[Region labeling items]
================================

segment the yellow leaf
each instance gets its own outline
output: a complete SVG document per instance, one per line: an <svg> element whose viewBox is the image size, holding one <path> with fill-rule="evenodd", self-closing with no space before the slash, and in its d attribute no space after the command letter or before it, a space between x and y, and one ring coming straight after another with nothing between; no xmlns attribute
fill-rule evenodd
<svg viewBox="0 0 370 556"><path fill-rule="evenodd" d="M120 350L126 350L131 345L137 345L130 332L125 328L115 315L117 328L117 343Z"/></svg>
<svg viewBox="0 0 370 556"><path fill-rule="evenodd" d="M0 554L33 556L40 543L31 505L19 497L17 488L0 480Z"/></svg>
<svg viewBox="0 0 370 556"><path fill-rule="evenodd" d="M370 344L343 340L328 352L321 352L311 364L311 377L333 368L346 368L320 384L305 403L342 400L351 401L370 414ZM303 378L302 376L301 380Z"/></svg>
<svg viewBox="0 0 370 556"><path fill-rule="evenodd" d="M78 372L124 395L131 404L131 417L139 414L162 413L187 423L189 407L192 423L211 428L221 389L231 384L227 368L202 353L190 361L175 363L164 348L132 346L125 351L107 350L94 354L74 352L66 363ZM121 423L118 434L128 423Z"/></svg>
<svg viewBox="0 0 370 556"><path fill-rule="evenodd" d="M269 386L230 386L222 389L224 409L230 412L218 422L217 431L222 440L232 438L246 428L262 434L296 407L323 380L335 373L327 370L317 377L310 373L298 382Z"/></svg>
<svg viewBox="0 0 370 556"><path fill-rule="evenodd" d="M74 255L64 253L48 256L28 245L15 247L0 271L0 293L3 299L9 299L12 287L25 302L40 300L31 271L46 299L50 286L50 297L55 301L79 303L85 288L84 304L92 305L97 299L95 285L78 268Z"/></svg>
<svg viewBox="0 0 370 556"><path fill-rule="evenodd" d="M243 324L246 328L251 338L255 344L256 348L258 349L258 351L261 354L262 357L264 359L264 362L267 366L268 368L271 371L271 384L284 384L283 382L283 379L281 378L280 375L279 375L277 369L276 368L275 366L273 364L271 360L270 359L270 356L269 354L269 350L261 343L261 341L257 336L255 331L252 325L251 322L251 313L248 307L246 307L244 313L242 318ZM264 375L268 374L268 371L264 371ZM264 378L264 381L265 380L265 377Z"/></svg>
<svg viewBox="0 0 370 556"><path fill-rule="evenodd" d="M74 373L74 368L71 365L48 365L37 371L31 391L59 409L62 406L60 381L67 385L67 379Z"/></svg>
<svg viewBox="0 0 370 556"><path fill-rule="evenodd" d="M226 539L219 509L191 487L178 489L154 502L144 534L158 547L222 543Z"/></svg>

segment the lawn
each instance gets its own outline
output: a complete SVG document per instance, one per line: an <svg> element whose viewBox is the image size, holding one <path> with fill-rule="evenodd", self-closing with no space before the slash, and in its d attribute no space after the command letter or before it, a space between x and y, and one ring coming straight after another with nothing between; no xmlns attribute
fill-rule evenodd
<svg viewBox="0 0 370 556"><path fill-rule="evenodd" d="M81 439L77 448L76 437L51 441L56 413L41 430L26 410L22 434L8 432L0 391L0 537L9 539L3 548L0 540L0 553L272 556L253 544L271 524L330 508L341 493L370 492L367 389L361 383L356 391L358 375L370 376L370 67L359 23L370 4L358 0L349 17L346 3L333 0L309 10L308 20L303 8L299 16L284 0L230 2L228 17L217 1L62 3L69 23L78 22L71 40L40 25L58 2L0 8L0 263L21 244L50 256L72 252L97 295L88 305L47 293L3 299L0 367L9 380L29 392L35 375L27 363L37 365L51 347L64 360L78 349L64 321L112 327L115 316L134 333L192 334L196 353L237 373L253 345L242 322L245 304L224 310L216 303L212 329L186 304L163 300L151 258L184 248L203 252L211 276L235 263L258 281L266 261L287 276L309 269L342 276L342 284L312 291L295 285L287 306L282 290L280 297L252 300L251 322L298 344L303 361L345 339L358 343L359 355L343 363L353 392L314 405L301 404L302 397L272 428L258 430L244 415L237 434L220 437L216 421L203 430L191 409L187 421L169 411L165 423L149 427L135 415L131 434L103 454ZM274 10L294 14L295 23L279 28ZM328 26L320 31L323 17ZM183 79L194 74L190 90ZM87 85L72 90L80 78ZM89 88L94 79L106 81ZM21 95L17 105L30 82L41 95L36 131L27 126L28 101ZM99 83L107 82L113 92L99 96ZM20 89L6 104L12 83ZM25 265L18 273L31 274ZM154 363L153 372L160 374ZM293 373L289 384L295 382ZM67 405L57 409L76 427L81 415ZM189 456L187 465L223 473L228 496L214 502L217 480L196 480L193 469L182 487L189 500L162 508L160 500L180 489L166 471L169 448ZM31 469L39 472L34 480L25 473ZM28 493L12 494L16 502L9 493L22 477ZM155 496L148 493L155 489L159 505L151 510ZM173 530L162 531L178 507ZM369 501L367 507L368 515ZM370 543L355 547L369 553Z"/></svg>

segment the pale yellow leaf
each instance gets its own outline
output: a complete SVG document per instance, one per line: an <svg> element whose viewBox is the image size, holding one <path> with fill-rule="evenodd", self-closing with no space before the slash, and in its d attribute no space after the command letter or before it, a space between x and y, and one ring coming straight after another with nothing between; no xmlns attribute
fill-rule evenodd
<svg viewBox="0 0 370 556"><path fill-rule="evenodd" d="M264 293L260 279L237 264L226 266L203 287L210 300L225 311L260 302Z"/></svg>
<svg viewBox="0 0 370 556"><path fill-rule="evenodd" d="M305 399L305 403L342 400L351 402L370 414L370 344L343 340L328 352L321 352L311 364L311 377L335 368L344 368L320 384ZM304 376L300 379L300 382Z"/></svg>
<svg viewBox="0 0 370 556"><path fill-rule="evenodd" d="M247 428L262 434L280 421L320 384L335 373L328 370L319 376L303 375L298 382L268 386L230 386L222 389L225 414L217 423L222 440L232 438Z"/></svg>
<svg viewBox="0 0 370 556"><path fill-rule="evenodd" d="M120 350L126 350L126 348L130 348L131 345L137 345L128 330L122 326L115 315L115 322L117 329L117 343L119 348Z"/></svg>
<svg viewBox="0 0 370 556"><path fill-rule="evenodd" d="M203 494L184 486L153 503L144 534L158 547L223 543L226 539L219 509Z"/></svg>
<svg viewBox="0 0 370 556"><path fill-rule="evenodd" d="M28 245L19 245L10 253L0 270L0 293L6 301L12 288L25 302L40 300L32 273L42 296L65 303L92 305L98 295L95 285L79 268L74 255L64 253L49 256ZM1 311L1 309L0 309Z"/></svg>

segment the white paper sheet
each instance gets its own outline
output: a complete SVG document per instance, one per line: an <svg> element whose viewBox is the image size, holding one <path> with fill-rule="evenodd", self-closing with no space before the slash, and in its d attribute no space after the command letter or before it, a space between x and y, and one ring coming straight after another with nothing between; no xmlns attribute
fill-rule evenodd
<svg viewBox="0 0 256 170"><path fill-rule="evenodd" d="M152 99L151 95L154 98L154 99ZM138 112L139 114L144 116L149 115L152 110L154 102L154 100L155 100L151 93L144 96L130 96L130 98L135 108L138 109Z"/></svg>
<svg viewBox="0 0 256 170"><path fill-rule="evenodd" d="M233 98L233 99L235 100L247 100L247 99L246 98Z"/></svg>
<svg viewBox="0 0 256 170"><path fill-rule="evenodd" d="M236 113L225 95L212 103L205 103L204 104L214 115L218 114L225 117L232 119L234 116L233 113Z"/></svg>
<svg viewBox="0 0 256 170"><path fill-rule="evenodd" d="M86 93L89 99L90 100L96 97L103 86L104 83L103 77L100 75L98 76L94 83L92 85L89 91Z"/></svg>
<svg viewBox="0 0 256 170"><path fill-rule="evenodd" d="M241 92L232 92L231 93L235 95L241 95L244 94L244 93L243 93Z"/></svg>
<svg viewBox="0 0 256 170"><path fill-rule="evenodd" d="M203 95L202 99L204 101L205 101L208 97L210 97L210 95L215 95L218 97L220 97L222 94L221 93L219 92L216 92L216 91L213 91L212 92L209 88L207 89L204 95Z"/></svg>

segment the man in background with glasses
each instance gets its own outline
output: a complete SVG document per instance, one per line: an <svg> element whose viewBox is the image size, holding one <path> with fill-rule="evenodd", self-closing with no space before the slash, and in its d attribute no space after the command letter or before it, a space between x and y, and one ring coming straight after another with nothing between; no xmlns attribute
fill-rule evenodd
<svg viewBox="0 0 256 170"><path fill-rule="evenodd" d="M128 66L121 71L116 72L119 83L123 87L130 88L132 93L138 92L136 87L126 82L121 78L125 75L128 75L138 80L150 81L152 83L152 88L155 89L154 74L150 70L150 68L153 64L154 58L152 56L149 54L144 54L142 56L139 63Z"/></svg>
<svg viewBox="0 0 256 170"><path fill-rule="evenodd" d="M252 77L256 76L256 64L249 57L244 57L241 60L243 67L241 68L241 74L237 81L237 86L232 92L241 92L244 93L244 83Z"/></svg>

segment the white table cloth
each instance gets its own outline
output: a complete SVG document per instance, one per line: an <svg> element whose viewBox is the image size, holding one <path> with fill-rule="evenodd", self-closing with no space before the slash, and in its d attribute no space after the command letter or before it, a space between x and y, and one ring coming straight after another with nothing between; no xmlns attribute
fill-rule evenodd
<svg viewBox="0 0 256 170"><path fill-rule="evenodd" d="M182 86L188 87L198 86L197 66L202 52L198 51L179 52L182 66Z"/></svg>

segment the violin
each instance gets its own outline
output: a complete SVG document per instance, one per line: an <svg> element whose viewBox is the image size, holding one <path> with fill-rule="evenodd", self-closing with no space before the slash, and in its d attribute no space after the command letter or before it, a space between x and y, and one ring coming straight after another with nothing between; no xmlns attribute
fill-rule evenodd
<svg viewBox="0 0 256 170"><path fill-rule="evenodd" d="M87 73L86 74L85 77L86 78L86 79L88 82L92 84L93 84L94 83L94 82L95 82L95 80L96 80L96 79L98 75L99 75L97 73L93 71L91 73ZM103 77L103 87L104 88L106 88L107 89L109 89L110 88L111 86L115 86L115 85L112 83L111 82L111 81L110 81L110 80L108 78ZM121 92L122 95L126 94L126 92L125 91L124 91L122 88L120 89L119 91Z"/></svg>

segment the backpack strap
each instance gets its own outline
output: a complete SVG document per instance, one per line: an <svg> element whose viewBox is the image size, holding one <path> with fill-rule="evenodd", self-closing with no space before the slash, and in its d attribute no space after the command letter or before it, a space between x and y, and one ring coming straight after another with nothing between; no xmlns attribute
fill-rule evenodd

================================

[AIM OF THE TASK]
Copy the entries from the beginning through the line containing "554L33 556L40 543L31", with "yellow" replaced by "orange" and everything else unchanged.

[RESULT FOR THIS TASK]
segment the orange leaf
each instance gets its own outline
output: a complete SVG document per instance, one per line: an <svg> element whose viewBox is the image size, holding one <path> with fill-rule="evenodd", self-closing with no space before the slash, and in its d attribute no space after the command letter or before it, a space between x and y, and one ring coming straight after another with nothing between; no xmlns attribute
fill-rule evenodd
<svg viewBox="0 0 370 556"><path fill-rule="evenodd" d="M120 350L126 350L131 345L137 345L130 332L125 328L115 315L117 328L117 343Z"/></svg>
<svg viewBox="0 0 370 556"><path fill-rule="evenodd" d="M0 554L33 556L40 543L31 505L19 497L17 488L0 480Z"/></svg>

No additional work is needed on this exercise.